### DOEL OEFENING
Herhaal letterlijk het stuk dat begint met de regel waarin "Every instance of the ocean" staat en eindigt met de regel waarin "pixel 67 316" staat, beide regels inbegrepen.

### AANGELEVERDE GEGEVENS
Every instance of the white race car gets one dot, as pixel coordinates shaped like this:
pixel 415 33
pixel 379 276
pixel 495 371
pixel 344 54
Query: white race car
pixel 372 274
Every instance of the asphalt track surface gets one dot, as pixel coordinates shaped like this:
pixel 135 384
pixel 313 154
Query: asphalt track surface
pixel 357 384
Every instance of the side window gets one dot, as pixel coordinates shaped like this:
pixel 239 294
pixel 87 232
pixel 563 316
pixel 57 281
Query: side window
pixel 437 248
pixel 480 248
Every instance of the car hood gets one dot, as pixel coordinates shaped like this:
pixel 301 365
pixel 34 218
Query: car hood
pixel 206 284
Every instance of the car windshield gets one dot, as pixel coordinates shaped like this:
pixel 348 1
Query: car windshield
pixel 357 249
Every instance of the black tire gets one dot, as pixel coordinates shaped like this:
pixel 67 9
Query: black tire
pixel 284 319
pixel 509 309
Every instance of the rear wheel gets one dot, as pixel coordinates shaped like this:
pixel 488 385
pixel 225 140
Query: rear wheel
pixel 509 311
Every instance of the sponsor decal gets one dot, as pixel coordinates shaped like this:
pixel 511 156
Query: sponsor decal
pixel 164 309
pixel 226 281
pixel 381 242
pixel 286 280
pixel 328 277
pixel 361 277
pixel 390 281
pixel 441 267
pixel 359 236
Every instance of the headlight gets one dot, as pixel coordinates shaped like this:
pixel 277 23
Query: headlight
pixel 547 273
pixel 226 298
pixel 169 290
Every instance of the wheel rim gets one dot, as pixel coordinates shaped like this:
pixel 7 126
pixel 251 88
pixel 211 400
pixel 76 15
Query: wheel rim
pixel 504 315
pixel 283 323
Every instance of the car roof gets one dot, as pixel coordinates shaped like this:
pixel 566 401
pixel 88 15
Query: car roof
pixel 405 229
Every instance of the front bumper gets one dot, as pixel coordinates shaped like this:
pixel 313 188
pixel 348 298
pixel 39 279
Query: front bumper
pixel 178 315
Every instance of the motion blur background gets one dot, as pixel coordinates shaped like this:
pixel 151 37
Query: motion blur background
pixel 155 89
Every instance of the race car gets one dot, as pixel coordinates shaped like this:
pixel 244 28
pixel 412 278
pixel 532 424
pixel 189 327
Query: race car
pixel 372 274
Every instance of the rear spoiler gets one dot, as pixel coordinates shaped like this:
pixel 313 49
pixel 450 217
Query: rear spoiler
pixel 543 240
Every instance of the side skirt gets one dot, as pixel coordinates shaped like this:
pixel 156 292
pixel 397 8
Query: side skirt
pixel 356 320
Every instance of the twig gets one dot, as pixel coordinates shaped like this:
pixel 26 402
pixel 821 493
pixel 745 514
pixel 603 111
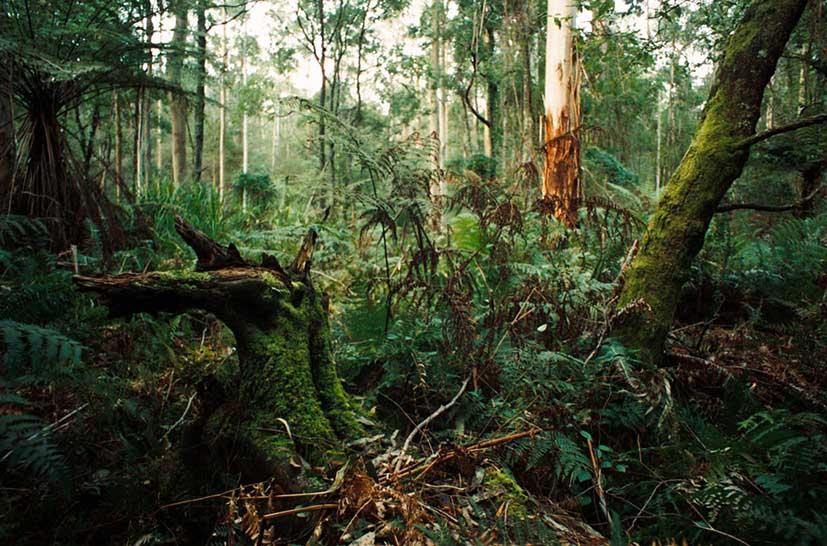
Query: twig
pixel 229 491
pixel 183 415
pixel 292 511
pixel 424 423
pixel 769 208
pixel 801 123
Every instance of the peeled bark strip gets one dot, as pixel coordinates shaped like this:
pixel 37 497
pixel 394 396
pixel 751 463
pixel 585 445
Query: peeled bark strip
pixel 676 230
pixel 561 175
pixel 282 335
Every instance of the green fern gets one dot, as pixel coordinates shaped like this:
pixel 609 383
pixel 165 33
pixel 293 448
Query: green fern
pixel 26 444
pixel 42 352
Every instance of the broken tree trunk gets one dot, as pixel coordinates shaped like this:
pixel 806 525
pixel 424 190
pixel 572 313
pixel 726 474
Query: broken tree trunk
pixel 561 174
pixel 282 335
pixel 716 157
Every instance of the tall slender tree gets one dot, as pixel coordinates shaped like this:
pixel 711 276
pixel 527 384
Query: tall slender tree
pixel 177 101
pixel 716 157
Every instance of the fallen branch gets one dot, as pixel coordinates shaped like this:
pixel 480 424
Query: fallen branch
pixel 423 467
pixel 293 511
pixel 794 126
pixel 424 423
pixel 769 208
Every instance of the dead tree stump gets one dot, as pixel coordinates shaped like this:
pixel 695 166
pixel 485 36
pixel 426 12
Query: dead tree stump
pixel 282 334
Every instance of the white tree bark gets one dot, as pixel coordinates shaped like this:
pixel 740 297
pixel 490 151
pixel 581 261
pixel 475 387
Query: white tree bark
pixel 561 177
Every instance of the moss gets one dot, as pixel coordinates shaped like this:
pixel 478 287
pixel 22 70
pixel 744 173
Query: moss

* * *

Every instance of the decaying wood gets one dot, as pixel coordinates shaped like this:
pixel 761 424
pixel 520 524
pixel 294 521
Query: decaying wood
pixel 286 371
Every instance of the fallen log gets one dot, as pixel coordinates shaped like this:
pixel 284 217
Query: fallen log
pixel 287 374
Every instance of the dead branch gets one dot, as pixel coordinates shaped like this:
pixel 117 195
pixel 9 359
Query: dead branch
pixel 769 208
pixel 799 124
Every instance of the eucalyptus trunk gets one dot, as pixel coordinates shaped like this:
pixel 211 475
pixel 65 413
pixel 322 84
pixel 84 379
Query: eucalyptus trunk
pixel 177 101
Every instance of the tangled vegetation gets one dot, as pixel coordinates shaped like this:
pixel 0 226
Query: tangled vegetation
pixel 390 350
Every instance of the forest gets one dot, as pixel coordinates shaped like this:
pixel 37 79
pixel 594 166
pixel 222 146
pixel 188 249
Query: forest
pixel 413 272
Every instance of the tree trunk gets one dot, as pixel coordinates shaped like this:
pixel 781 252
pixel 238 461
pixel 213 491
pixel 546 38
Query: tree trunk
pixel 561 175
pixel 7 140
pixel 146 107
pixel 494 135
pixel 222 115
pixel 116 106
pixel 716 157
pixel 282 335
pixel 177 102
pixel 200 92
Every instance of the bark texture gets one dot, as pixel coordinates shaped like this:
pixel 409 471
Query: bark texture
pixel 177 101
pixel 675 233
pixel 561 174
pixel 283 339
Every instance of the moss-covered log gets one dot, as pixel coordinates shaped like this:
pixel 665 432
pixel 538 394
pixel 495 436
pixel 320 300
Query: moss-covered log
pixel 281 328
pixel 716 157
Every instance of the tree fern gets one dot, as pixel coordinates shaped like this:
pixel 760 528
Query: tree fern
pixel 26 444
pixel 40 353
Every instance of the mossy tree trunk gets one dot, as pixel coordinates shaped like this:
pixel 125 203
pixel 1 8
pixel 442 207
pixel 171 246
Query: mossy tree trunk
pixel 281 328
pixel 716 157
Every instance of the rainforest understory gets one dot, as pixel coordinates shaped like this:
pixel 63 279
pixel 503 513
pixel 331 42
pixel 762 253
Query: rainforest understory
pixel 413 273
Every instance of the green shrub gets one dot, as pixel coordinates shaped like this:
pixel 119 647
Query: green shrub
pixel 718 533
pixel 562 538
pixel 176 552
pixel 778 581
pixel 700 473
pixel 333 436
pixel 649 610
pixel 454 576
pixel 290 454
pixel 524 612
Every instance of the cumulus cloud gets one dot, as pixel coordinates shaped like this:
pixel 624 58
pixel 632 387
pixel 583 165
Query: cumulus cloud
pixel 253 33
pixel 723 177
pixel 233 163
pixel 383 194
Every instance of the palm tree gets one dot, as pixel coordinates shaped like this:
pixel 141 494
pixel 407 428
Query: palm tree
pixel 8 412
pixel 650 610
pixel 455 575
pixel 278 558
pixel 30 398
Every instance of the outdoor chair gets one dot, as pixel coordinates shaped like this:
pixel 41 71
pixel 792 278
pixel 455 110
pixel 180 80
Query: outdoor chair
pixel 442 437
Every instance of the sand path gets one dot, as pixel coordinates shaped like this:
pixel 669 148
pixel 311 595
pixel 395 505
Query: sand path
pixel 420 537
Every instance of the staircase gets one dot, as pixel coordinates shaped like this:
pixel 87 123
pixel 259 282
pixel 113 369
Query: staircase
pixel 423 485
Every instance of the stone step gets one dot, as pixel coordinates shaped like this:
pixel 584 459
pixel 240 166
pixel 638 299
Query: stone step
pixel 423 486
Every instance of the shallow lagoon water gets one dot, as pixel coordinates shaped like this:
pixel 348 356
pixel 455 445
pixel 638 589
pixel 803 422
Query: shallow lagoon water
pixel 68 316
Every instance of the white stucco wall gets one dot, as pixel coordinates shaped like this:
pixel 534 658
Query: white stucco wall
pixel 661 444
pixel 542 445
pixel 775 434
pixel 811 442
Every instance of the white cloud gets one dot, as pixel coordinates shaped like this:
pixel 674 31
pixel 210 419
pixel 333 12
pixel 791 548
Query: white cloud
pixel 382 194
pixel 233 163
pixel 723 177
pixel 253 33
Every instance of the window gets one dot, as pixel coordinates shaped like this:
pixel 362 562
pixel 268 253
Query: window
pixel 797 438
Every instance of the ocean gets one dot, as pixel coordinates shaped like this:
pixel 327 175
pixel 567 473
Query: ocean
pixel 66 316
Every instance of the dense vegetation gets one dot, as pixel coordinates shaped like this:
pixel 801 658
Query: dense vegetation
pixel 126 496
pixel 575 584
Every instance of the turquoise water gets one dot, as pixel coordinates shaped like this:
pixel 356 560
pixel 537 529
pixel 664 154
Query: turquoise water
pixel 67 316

### UITWERKING
Every instance of the ocean gets one dot, as pixel coordinates shaped like this:
pixel 327 175
pixel 567 473
Query: ocean
pixel 66 316
Every instance of the dense vegetation gets one dot, as pixel coordinates shaped like this:
pixel 801 658
Query: dense vegetation
pixel 126 496
pixel 575 584
Every instance of the turquoise water gets one dot, as pixel coordinates shaped like this:
pixel 356 560
pixel 537 529
pixel 664 154
Query: turquoise water
pixel 67 316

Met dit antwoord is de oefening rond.